GIVEN PROBLEM A | Condense the paragraph of the gundog retrieve thread that begins "My 5.5 year old Josie" into a short bulleted list that keeps its main facts.
GIVEN PROBLEM B | From the gundog retrieve thread, return the passage starting with "# Any memorable" and going on through "all come together.", copied word for word.

TEXT SECTION |
# Any memorable retrieves yet this season?



## NDTerminator (Aug 20, 2003)

The best part of hunting with a gundog is seeing one of those retrieves where breeding, training, talent, and drive all come together.

Myself, I can never get enough of hearing about great gundog work, so post up your good ones.

My 5.5 year old Josie made another of her long run of remarkable blinds on Sunday morning. We were pass shooting a saddle between two sloughs, with one side knee-waist high CRP. I hit a drake mallard a good 50 yards up (farther than I usually shoot, but the shot really felt right...).

It was flying but losing altitude, so went down in the CRP on the other side of the hill, a good 200+ yards away, as it turned out very much alive but unable to fly. Because of the canes we were in and the CRP, neither of my dogs were able to mark the fall.

I got Josie out of the canes so she could see my casts, lined her up, and sent her on about as blind of retrieve as there is. There was a good breeze so I purposely gave her a line downwind of where I thought the bird had landed. It took two casts to get her where I wanted, then she disappeared over the hill and the blind was all her's.

Excerpts of labeled region data:
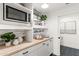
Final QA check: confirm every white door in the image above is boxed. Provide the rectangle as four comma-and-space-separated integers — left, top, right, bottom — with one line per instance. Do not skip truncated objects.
53, 17, 60, 56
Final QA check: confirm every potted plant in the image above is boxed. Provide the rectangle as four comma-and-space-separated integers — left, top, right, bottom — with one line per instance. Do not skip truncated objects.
1, 32, 15, 46
40, 15, 47, 25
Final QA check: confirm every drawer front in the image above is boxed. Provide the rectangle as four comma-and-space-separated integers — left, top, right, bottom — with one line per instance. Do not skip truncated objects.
12, 41, 48, 56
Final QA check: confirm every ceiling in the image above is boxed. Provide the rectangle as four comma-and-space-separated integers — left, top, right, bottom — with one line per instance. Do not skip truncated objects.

FINISHED ANSWER A |
- On Sunday morning, 5.5-year-old Josie made another remarkable blind retrieve in a long run of them.
- The hunters were pass shooting a saddle between two sloughs, with knee- to waist-high CRP on one side.
- The writer hit a drake mallard a good 50 yards up, farther than usual, though the shot felt right.

FINISHED ANSWER B |
# Any memorable retrieves yet this season?



## NDTerminator (Aug 20, 2003)

The best part of hunting with a gundog is seeing one of those retrieves where breeding, training, talent, and drive all come together.